Could you copy word for word the part of the listing below that opens with the line containing "laptop, that would help a great deal." and closes with the line containing "72 60 L 71 60", including both of those lines?
________________
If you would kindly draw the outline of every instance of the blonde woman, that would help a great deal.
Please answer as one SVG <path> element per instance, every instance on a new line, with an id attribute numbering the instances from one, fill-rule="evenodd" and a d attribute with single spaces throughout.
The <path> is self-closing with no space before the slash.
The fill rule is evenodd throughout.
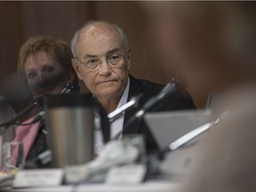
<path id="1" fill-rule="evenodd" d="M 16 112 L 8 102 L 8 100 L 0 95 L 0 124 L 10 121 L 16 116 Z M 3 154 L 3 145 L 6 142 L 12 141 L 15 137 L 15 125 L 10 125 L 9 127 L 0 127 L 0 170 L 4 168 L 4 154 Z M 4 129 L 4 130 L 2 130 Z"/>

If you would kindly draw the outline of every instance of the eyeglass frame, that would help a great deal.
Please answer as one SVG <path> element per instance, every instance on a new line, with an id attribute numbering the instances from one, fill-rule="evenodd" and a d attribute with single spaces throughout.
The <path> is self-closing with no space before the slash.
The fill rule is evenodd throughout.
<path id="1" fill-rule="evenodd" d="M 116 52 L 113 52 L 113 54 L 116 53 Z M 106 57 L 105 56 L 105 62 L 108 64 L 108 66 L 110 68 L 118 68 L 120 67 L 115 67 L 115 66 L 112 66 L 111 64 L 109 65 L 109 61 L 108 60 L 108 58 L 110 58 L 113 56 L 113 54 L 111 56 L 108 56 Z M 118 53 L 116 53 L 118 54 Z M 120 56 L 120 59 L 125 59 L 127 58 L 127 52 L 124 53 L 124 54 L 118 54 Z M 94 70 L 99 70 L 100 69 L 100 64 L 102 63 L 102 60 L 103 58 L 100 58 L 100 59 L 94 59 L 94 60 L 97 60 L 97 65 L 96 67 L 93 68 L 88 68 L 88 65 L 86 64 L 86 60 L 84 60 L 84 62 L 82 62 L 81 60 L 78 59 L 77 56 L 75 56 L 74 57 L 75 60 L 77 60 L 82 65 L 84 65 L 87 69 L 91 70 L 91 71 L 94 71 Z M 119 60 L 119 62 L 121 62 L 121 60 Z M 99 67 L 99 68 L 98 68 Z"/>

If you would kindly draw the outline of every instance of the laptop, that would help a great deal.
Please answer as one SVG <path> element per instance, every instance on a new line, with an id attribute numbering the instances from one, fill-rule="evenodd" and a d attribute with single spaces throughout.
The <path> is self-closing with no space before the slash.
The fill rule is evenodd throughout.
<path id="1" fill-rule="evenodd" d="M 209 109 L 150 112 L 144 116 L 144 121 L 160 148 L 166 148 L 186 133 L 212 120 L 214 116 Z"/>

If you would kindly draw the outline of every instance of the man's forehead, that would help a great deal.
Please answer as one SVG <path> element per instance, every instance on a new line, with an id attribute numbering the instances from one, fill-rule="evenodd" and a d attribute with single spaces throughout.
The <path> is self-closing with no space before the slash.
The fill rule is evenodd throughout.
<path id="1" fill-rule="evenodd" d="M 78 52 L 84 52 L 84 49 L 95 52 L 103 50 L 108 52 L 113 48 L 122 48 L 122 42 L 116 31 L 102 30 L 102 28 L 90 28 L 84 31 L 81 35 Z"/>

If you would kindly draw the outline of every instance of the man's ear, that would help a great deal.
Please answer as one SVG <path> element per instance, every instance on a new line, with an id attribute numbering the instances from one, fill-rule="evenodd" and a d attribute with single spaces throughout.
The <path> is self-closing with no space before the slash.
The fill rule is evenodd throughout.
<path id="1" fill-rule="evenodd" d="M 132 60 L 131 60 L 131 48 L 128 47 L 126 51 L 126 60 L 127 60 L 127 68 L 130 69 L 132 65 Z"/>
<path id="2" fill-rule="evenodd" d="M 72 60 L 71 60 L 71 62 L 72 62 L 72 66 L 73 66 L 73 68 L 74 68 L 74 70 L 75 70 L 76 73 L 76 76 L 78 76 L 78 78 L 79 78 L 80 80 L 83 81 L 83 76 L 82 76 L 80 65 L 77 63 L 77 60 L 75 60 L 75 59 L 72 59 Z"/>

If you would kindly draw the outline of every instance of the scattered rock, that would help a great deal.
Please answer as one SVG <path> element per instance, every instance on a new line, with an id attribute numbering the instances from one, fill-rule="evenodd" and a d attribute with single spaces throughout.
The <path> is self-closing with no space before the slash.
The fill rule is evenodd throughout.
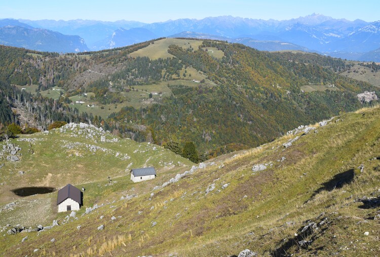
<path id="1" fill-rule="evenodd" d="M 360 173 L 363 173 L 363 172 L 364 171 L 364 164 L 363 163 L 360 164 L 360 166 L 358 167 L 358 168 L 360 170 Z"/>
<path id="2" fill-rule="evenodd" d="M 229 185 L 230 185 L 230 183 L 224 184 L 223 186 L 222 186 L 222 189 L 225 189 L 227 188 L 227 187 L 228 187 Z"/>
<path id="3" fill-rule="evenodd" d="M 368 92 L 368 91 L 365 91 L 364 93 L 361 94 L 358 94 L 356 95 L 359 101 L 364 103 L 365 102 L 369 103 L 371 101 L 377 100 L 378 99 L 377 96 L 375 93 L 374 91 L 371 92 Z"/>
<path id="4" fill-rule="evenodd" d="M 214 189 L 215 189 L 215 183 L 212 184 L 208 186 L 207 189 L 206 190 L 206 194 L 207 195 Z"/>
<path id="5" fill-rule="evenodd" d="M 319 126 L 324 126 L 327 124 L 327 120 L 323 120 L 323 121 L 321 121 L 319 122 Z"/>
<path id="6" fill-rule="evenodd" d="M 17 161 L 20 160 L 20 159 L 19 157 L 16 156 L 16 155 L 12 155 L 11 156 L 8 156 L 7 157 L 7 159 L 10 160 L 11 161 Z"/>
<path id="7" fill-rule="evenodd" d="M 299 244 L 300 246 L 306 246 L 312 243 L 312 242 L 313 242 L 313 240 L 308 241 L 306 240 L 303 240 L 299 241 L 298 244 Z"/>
________________
• Solution to the exercise:
If you would kindly draw the outline of every instance of the laptop, that would help a great deal.
Please answer as one SVG <path> element per instance, every instance on a new line, with an id attribute numbering the instances from one, fill-rule="evenodd" and a d attribute with single spaces throughout.
The <path> is self-closing with no space before the slash.
The fill rule is evenodd throughout.
<path id="1" fill-rule="evenodd" d="M 209 109 L 150 112 L 144 116 L 144 121 L 160 148 L 166 148 L 186 133 L 212 120 L 214 116 Z"/>

If you would kindly draw the outline of every instance of the man's forehead, that would help a great deal.
Please answer as one SVG <path> element per instance, every instance on a new line, with an id attribute numbering the instances from one, fill-rule="evenodd" and a d attribute with single spaces throughout.
The <path> is self-closing with no space before the slash.
The fill rule is evenodd throughout.
<path id="1" fill-rule="evenodd" d="M 78 52 L 84 52 L 84 49 L 95 52 L 103 50 L 108 52 L 113 48 L 122 48 L 122 42 L 116 31 L 102 30 L 102 28 L 90 28 L 84 31 L 81 35 Z"/>

If you would kindly draw the outline of every instance of the man's ear, that would help a great deal.
Please answer as one SVG <path> element per instance, every instance on a new line, with an id attribute numbering the instances from one, fill-rule="evenodd" and a d attribute with single spaces throughout.
The <path> is self-closing with no space before the slash.
The fill rule is evenodd throughout.
<path id="1" fill-rule="evenodd" d="M 132 60 L 131 60 L 131 48 L 128 47 L 126 51 L 126 60 L 127 60 L 127 68 L 130 69 L 132 65 Z"/>
<path id="2" fill-rule="evenodd" d="M 72 60 L 71 60 L 71 62 L 72 62 L 72 66 L 73 66 L 73 68 L 74 68 L 74 70 L 75 70 L 76 73 L 76 76 L 78 76 L 78 78 L 79 78 L 80 80 L 83 81 L 83 76 L 82 76 L 80 65 L 77 63 L 77 60 L 75 60 L 75 59 L 72 59 Z"/>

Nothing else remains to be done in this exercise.